Copy the rows from the line containing "Pick out every instance of the white rail" through the end of the rows, substituting "horse's mane" for "horse's tail" and leaving everything else unchanged.
+---+
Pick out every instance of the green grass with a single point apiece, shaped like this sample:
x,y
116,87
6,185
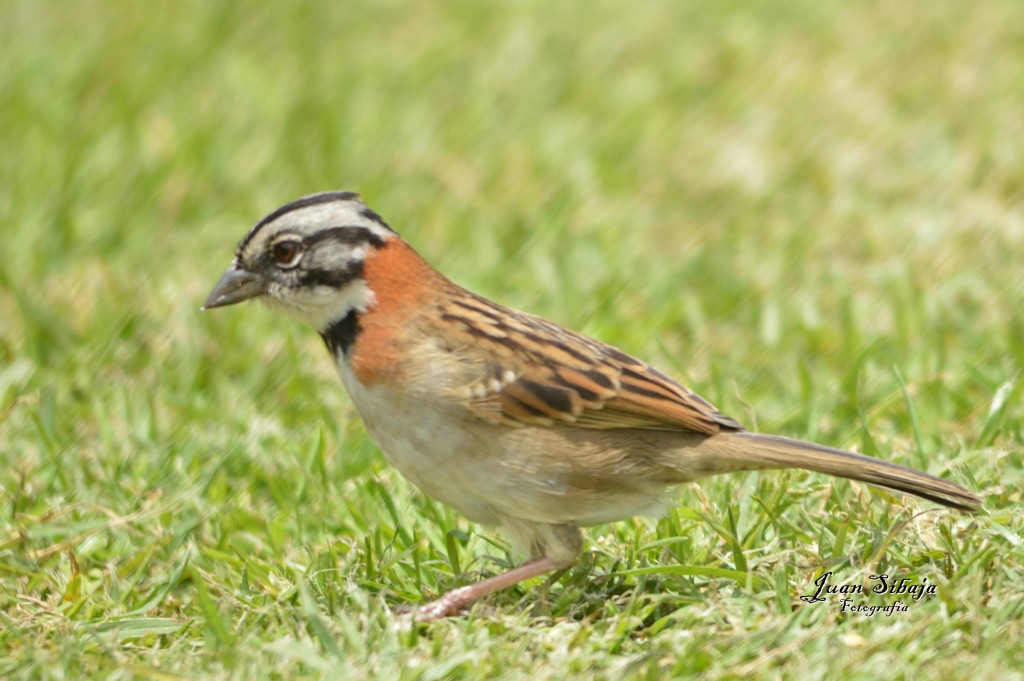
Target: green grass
x,y
810,212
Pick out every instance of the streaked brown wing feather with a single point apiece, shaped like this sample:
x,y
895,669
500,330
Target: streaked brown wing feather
x,y
542,374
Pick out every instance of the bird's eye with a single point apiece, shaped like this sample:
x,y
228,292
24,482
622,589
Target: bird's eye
x,y
286,253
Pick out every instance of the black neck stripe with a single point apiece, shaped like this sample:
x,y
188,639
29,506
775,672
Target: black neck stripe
x,y
341,334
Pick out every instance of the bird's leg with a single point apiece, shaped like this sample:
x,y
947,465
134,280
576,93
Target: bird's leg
x,y
461,598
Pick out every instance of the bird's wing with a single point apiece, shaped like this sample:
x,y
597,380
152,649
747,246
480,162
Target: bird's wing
x,y
538,373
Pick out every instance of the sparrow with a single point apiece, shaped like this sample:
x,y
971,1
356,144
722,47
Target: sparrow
x,y
510,419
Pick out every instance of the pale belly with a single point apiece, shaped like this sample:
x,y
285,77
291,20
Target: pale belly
x,y
492,473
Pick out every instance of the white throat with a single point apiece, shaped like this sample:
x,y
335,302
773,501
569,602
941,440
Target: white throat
x,y
323,305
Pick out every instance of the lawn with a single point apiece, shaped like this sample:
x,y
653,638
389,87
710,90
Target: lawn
x,y
811,213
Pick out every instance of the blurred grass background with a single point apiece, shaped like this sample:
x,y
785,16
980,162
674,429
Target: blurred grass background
x,y
810,212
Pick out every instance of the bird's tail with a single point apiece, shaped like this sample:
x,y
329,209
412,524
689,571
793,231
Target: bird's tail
x,y
736,452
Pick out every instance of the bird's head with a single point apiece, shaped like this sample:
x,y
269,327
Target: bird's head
x,y
307,258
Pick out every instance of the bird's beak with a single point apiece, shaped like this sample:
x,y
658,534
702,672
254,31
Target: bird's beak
x,y
235,286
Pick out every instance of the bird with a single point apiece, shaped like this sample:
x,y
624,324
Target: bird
x,y
512,420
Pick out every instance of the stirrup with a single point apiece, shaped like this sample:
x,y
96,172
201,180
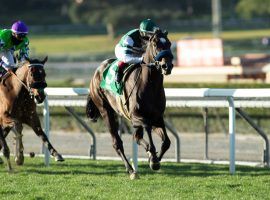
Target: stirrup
x,y
4,77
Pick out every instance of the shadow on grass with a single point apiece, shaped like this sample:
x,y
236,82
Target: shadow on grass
x,y
97,167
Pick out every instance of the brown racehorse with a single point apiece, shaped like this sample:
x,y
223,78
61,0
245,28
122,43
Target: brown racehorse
x,y
18,93
143,102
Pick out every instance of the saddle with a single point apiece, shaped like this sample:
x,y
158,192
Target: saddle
x,y
108,78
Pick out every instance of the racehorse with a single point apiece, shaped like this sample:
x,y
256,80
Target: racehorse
x,y
18,93
143,102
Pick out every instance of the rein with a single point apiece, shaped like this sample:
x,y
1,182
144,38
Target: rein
x,y
28,88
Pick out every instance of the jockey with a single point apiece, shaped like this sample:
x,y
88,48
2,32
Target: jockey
x,y
11,40
132,45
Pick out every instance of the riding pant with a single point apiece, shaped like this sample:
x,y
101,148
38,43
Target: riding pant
x,y
125,55
7,59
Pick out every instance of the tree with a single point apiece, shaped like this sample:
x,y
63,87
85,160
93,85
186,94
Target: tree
x,y
116,14
250,8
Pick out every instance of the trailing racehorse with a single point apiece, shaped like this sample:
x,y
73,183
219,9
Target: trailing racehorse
x,y
142,102
18,93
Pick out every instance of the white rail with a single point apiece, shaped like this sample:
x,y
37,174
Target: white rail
x,y
204,97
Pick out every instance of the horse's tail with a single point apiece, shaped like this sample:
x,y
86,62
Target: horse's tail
x,y
92,111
+---+
- _Response below_:
Pick out every instance of the white rail with a single point apiece, shaped like this sample:
x,y
37,174
Target: white rail
x,y
204,97
Pick out every instance of the horse's mane with a single point apiece, shaped like this sample:
x,y
86,62
Target: horse's mane
x,y
92,111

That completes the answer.